Source records:

++++++

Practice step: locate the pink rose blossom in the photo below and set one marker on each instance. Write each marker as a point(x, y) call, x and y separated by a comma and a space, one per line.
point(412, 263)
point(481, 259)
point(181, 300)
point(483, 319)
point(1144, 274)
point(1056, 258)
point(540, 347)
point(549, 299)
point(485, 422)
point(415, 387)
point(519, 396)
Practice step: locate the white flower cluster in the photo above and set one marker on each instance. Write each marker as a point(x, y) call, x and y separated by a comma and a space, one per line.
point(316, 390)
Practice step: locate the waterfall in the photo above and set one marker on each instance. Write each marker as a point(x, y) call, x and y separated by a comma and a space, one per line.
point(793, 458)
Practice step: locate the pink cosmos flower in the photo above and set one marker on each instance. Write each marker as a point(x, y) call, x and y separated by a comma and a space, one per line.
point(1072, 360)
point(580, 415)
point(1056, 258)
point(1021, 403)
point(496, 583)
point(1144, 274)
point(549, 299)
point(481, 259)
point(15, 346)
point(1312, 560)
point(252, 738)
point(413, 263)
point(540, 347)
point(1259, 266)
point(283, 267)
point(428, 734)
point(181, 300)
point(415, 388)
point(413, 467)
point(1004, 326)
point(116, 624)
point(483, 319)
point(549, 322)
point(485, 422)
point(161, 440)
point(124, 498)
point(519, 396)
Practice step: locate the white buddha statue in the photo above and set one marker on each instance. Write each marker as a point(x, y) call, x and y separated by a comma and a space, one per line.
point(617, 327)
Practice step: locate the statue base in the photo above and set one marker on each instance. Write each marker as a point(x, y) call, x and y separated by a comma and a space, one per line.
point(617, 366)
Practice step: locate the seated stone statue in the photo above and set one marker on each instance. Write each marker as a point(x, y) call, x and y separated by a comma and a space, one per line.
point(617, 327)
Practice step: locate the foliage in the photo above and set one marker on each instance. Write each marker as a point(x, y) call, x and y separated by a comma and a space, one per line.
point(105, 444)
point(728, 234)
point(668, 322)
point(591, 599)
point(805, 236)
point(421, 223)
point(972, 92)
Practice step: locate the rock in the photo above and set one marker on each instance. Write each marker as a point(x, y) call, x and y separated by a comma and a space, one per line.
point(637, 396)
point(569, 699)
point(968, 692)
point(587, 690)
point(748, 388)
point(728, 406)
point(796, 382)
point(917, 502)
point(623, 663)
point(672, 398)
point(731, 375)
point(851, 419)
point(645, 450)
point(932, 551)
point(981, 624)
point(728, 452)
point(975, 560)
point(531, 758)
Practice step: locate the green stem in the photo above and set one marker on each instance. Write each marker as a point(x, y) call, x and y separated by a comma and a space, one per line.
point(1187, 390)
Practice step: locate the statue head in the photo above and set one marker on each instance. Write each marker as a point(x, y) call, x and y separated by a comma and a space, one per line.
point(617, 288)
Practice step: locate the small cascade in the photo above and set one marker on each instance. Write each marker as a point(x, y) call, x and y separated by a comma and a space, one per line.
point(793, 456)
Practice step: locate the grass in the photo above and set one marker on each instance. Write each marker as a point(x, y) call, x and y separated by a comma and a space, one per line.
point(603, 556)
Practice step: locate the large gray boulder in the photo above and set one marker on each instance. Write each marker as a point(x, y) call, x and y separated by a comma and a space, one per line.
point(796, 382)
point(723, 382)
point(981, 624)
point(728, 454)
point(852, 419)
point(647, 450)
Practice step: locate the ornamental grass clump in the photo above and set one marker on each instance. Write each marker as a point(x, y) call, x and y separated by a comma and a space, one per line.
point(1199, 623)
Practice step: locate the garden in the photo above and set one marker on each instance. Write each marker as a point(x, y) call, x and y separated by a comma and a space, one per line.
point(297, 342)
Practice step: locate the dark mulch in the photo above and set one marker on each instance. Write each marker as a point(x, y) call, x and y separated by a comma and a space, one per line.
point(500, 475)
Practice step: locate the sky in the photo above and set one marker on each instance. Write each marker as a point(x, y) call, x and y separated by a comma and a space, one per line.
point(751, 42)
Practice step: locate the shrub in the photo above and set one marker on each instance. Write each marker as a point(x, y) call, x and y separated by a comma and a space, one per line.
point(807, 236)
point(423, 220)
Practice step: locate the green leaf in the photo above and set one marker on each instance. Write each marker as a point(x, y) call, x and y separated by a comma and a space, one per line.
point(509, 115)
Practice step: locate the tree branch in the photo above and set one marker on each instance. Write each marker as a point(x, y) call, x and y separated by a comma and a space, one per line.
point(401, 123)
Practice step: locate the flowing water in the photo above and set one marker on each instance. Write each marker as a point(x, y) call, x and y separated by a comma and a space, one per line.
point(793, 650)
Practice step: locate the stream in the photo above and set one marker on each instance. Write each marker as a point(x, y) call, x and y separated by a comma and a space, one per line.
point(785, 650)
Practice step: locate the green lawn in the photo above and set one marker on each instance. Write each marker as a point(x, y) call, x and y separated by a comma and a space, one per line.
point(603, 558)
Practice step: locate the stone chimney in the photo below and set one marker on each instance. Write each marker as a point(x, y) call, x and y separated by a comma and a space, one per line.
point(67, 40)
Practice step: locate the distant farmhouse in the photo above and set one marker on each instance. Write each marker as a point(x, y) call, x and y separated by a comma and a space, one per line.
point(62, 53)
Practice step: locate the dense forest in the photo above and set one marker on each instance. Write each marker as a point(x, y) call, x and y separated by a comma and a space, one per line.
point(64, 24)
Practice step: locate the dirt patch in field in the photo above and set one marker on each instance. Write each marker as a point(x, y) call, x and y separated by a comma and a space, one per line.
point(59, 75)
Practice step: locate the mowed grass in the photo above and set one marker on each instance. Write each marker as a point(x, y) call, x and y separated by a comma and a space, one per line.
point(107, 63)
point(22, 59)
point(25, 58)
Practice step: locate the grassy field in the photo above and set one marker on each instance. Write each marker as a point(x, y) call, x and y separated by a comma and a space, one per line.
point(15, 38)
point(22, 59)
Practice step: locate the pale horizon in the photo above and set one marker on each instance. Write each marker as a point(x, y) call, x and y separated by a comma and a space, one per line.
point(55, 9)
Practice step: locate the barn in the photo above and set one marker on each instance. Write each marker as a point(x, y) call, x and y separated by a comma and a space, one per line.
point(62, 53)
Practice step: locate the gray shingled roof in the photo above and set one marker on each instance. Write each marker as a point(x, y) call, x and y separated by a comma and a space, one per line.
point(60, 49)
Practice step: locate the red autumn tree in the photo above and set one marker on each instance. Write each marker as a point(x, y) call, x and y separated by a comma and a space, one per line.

++++++

> _Required work_: Type out the entries again, word for word.

> _Solution to this exercise_:
Practice step: locate the pink rose blossom in the photo below and set one marker on each instance. Write each marker as a point(x, y) call, x and y separated by a comma and a space, one per line.
point(412, 263)
point(481, 259)
point(181, 300)
point(483, 319)
point(1144, 274)
point(1056, 258)
point(540, 347)
point(549, 299)
point(485, 422)
point(415, 387)
point(519, 396)
Practice step: locate the white flower cluster in the photo above and set one marker on each instance. Write each marker as a point(x, y) call, x and y separated by a comma and a space, one per line.
point(316, 390)
Practice step: locate the waterfall in the photo above and set one marker on each instance. Write each marker as a point(x, y) call, x and y separated by a comma and a space, one per line.
point(793, 458)
Practice step: locate the pink cosmos flower in the photo above and set one marker on each instance. Write each marker as a point(x, y) call, x and y separated by a comma and a space, one per line.
point(1072, 360)
point(580, 415)
point(1056, 258)
point(1021, 403)
point(496, 583)
point(1144, 274)
point(549, 299)
point(481, 259)
point(15, 346)
point(1312, 560)
point(252, 738)
point(413, 263)
point(540, 347)
point(1259, 266)
point(283, 267)
point(428, 734)
point(181, 300)
point(415, 388)
point(413, 467)
point(1004, 326)
point(116, 624)
point(483, 319)
point(549, 322)
point(485, 422)
point(161, 440)
point(124, 498)
point(519, 396)
Practice step: locate the white buddha statue in the photo above and set one marker on each instance. Write each marker as a point(x, y) call, x and y separated by a comma and a space, one per line.
point(617, 327)
Practice step: locate the statue base in the photo above and set one marker on each instance. Write each marker as a point(x, y) call, x and y separated by a comma and a space, one per line.
point(617, 366)
Practice step: locate the seated stone statue in the photo above and set one marker on each instance. Write each marker as a point(x, y) call, x and y separated by a comma and a space, one per line.
point(617, 327)
Practice step: locate the foliage in the photo above and set one marker on each instance. Write each marker as a point(x, y) call, x and y separated by a comma and a space, one per line.
point(105, 444)
point(728, 234)
point(668, 322)
point(591, 599)
point(805, 236)
point(421, 223)
point(972, 92)
Practice step: locate the rock in the photo above and set one marker on each instance. Write each marker as a point(x, y) call, x and y separated by a comma and a space, one per line.
point(637, 396)
point(569, 699)
point(968, 692)
point(587, 690)
point(748, 388)
point(728, 406)
point(796, 382)
point(917, 502)
point(623, 663)
point(672, 398)
point(731, 375)
point(851, 419)
point(645, 450)
point(932, 551)
point(981, 624)
point(728, 452)
point(975, 560)
point(531, 758)
Practice step: locate the green stem in the photo above and set one marker on each instance. Write each marker as a point(x, y) call, x and y separated by a comma and a space, one per line.
point(1187, 390)
Practice step: locate the statue head in the photo above and set one marker on each instance. Write each marker as a point(x, y) call, x and y separated by a comma and a space, one per line.
point(617, 288)
Practice step: locate the small cascade in the photo above and set one marker on each instance. Write each marker as a point(x, y) call, x and y separated by a comma and a space, one per line.
point(793, 456)
Practice step: locate the grass in the photo above and set one marker on each instance. Write each marker as a point(x, y) call, x and y separated by a comma and a space, one per line.
point(603, 556)
Practice step: locate the large gray boulder in the photo above and set one marker on each instance. Write each marker as a point(x, y) call, x and y separated by a comma and a space, one per line.
point(796, 382)
point(723, 382)
point(981, 624)
point(728, 454)
point(852, 419)
point(647, 450)
Practice step: locate the ornamental grass clump in the photo above and set one marker on each instance. Write each marker as a point(x, y) call, x and y separated by a comma and a space, one per line.
point(1199, 623)
Practice step: locate the garden in the photo above and set one marker on each instance. Write each marker as a point(x, y) call, x and y separated by a comma and a space, one per line.
point(297, 342)
Practice step: locate the dark mulch in the photo above and set one marker on each instance. Write each marker as a point(x, y) call, x and y separated by a comma and a space, one per line.
point(500, 475)
Practice step: locate the sky in the photo above and set one marker on each instance. Write each marker as a point(x, y) call, x and y separated by a comma and a space, one per line.
point(751, 42)
Practice step: locate the shrub in the photo above and set one marker on each instance. Write each marker as a point(x, y) call, x and y separated by a comma and a space, one per line.
point(807, 236)
point(423, 220)
Practice step: locate the green leaf in the photo above and set one marker on each instance. Write each marker as a point(x, y) call, x and y separated by a comma and a space, one per line.
point(509, 115)
Practice step: locate the tree branch in the photo above and set one marker on each instance. Write each marker as a point(x, y) call, x and y separated by a comma and a space, one per line.
point(401, 123)
Practice step: locate the flowing water in the photo above and set one marker on each instance. Write each marker as a point(x, y) call, x and y separated by a comma and a space, one per line.
point(793, 650)
Practice step: locate the stream in the photo above and set one marker on each instance. Write each marker as a point(x, y) call, x and y separated by a comma and a space, one per line.
point(785, 650)
Practice step: locate the green lawn in the photo above and set one marker on each instance. Write each marker as a point(x, y) call, x and y separated by a comma and a space, one per line.
point(603, 558)
Practice step: locate the stone chimney in the photo below and set one marker on each instance. Write each marker as a point(x, y) call, x and y separated by a comma and a space, one per line.
point(67, 40)
Practice step: locate the distant farmhouse in the photo above and set one marker on each instance. Write each marker as a point(x, y) call, x and y separated by a comma and a space, one per line.
point(62, 53)
Practice step: locate the dense forest in the photo above and set one marker on each instance. Write each marker as a point(x, y) call, x and y separated by a comma and a space, one per line.
point(64, 24)
Practice step: locate the dirt patch in field in the photo above and set one marker on each instance. Write each marker as a point(x, y) call, x and y separated by a comma and a space, one per line.
point(59, 75)
Practice step: locate the mowed grass in the photo above and set one marker on each instance. Write each marker as a point(x, y) call, x and y separated by a comma and a space, one per line.
point(107, 63)
point(22, 59)
point(25, 58)
Practice step: locate the grassy field in the photo above and set one marker on each instance. Write each marker as a point(x, y) call, x and y separated by a comma and a space, one per line.
point(15, 38)
point(22, 59)
Practice step: locate the pale horizon in the photo above and set one marker on each instance. Write each marker as a point(x, y) call, x and y separated by a comma and a space, one per line.
point(55, 9)
Practice step: locate the barn in the photo above and set one marker on each instance. Write each marker as a point(x, y) call, x and y separated by a comma and a space, one per line.
point(62, 53)
Practice step: locate the gray shingled roof in the photo above and set one marker on each instance. Write each marker as a point(x, y) call, x and y separated by a comma and a space, one per line.
point(60, 49)
Practice step: locate the red autumn tree in the photo above and set one marker on each instance. Write each marker as a point(x, y) call, x and y separated by a comma and a space, one per line.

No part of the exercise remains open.